Your instructions: Look below for the line that has "Where can you see the narrow". Set down the lines from there through the line that has "Where can you see the stone pathway?", exactly as written.

Stored data entries:
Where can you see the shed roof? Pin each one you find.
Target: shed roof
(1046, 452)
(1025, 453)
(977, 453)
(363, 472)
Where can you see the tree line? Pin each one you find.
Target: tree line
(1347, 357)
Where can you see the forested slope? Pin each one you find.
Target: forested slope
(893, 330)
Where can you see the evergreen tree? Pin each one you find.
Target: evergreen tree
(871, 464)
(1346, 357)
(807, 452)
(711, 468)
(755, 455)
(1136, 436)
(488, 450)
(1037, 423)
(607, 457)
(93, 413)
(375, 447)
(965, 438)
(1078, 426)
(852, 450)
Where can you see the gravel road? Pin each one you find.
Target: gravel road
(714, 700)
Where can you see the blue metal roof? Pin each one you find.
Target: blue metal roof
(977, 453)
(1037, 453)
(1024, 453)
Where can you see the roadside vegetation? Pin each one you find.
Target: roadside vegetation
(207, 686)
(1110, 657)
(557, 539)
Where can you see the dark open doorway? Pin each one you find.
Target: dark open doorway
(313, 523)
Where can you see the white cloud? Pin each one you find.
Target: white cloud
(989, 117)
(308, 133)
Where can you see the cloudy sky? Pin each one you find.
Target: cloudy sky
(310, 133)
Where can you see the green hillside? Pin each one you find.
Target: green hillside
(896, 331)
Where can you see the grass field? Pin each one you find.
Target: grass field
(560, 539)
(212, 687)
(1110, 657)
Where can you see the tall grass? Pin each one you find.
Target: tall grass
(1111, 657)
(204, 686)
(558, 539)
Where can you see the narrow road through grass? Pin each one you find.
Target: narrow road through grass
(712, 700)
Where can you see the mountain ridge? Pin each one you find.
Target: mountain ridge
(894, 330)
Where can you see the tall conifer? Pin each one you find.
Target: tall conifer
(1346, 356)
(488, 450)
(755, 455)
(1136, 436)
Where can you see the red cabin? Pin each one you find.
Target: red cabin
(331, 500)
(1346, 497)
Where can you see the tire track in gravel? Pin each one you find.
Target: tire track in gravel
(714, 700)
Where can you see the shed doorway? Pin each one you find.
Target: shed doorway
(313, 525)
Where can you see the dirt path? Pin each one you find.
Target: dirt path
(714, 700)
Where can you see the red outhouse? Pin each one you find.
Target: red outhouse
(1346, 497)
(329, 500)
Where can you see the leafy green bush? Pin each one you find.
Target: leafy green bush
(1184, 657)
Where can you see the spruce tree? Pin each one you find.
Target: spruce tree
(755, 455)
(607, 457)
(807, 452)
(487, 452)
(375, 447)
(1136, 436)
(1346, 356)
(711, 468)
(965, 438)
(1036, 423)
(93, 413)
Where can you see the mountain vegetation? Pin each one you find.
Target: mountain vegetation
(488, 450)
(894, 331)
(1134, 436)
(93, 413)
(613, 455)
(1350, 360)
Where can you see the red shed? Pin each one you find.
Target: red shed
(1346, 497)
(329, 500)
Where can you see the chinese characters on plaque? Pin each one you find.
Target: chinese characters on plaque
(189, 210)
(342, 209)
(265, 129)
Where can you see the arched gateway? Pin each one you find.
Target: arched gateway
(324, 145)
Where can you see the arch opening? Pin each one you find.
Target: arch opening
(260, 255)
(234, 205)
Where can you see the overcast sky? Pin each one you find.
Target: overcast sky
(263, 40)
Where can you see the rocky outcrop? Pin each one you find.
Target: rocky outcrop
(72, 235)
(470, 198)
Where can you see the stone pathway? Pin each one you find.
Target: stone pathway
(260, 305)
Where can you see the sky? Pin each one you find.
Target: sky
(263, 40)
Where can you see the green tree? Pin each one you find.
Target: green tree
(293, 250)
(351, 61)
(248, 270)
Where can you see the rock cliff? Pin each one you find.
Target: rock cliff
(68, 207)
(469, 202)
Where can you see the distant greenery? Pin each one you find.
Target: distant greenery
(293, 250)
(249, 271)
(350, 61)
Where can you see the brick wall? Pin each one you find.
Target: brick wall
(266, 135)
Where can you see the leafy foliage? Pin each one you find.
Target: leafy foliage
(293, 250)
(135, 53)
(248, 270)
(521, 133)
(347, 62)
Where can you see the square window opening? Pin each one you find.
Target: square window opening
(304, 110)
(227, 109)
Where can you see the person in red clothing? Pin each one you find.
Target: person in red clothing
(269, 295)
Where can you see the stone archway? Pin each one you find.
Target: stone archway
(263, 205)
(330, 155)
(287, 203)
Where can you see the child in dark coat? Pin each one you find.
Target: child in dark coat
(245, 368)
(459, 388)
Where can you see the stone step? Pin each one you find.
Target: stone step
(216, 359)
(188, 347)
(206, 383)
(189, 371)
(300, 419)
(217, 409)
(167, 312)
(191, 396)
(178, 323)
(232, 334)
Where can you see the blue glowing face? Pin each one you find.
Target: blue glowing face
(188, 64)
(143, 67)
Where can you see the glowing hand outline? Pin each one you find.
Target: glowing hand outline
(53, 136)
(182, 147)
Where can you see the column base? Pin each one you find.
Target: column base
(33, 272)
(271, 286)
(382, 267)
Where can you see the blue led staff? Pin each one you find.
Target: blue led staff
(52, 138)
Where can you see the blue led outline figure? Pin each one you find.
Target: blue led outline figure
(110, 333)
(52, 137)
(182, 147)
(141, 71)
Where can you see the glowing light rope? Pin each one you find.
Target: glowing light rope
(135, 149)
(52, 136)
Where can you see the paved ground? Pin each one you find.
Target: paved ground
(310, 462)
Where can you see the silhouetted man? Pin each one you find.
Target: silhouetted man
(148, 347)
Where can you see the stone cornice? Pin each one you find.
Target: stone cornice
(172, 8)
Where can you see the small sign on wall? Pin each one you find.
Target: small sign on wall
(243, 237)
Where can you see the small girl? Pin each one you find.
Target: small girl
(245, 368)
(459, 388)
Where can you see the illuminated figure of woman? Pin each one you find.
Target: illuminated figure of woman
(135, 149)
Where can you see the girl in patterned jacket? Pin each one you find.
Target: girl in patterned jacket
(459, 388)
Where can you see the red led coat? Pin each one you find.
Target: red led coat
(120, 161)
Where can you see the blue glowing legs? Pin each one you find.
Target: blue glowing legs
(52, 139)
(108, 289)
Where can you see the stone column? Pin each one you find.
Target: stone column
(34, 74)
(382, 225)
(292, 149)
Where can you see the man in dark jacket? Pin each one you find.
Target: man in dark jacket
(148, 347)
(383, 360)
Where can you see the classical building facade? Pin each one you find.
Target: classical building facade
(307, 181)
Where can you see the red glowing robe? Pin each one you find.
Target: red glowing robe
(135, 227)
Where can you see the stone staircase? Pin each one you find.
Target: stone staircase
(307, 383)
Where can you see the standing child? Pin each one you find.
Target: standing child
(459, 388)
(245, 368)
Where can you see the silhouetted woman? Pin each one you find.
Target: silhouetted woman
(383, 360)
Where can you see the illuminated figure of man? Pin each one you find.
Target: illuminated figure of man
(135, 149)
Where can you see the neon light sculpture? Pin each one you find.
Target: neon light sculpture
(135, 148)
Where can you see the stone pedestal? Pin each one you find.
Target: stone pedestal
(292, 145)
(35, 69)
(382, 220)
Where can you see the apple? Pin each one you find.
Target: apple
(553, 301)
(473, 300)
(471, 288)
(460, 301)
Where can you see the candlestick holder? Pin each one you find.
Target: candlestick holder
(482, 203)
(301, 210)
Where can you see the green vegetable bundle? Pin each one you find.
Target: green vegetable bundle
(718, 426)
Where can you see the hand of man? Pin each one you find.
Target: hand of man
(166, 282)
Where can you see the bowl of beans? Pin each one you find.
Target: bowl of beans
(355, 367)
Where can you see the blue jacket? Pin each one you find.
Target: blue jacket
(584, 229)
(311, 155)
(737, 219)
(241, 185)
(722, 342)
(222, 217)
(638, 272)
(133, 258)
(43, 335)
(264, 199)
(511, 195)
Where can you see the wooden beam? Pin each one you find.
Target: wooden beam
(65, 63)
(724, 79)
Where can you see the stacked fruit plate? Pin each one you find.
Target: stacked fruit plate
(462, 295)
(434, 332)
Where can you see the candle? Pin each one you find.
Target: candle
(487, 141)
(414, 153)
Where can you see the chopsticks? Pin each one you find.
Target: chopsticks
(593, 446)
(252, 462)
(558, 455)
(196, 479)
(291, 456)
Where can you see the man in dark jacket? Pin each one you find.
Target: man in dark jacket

Answer to this exercise:
Where can you see the narrow road through grass? Pin each one you find.
Target: narrow road through grass
(712, 700)
Where can you see the mountain ridge? Pin each one you find.
Target: mountain ridge
(894, 330)
Where can you see the tall conifer? Pin each one you find.
Target: tall conifer
(1346, 356)
(488, 450)
(755, 455)
(1136, 436)
Where can you see the red cabin? Pin each one you find.
Target: red cabin
(331, 500)
(1346, 497)
Where can you see the tire track in gravel? Pin each one you find.
Target: tire track in gravel
(714, 700)
Where can you see the shed doorway? Pin each one you find.
Target: shed doorway
(313, 525)
Where can you see the dirt path? Pin each one you find.
Target: dirt path
(714, 700)
Where can you see the red outhouse? Pin each one you find.
Target: red outhouse
(1346, 497)
(329, 500)
Where can you see the leafy green bush? Pin each one you find.
Target: leafy green bush
(1184, 657)
Where can you see the spruce tree? Pin each one you find.
Target: spruce tree
(755, 455)
(607, 457)
(807, 452)
(487, 452)
(375, 447)
(1136, 436)
(1346, 356)
(711, 468)
(965, 438)
(1036, 423)
(93, 413)
Where can you see the mountain vegetation? Pin each one you find.
Target: mountain vegetation
(488, 450)
(894, 331)
(1134, 436)
(93, 413)
(613, 455)
(1350, 360)
Where can you see the red shed? Pin each one you find.
Target: red shed
(1346, 497)
(329, 500)
Where can you see the chinese characters on plaque? Pin each one you find.
Target: chinese characters on plaque
(189, 210)
(342, 209)
(265, 129)
Where can you see the arched gateway? Pin each one you find.
Target: arched gateway
(324, 145)
Where can you see the arch opening? Pin each one you find.
Target: arch opening
(260, 255)
(234, 205)
Where can you see the overcast sky? Pin each one you find.
Target: overcast sky
(263, 40)
Where can you see the rocky outcrop? Pin each one you find.
Target: rocky outcrop
(72, 235)
(470, 198)
Where can you see the stone pathway? Pin each one you find.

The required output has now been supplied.